Each entry should be given again exactly, with any image left out.
Start of Data listing
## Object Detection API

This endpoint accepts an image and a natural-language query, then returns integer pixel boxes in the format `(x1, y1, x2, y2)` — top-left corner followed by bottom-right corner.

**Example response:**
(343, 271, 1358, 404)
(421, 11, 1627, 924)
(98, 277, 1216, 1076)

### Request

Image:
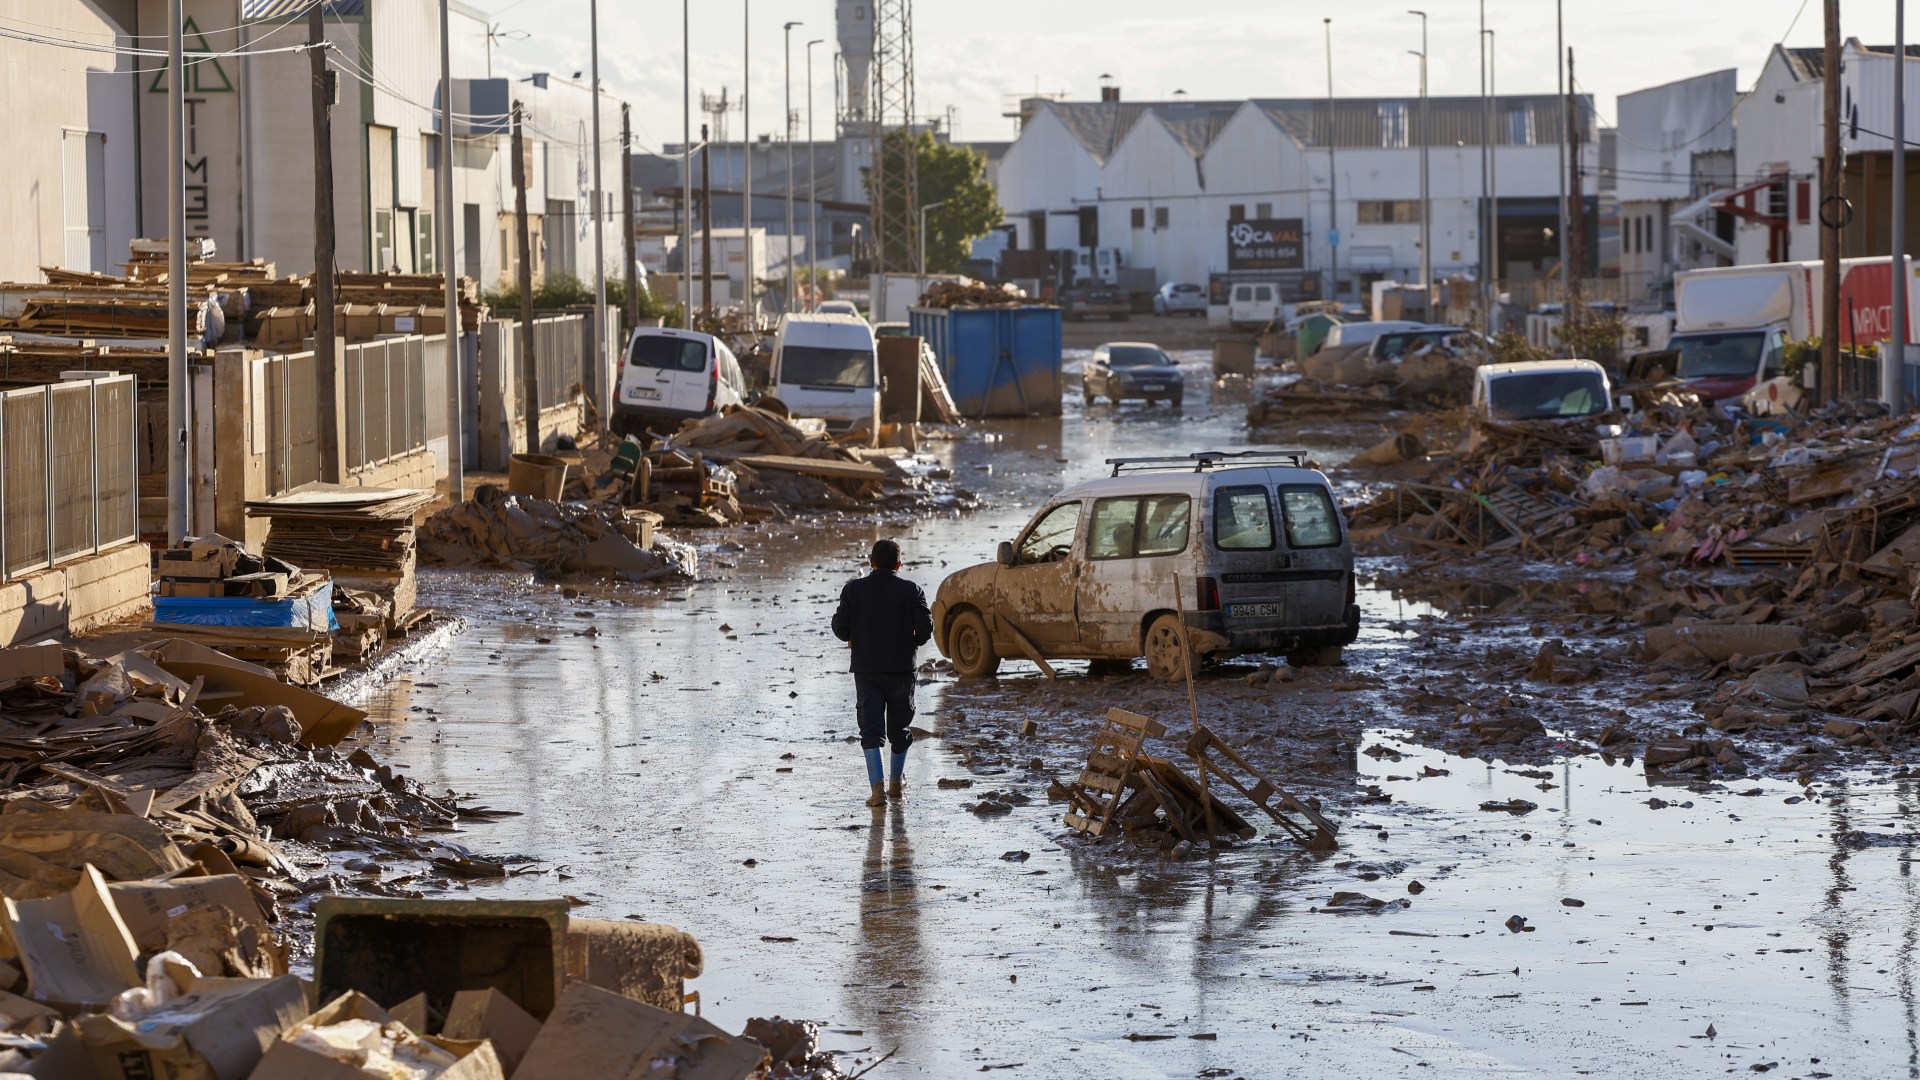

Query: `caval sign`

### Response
(1226, 218, 1303, 272)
End of Data listing
● The completed task:
## Object Detection API

This endpoint accepts an image and a natural-language query, then returns integer pixel boxes in the format `(x1, y1, x2, y2)` — top-left corner followed by bottom-right corner.

**Example response:**
(343, 271, 1358, 404)
(421, 11, 1627, 924)
(98, 277, 1216, 1076)

### Request

Image:

Query: `caval sign`

### Response
(1226, 218, 1303, 272)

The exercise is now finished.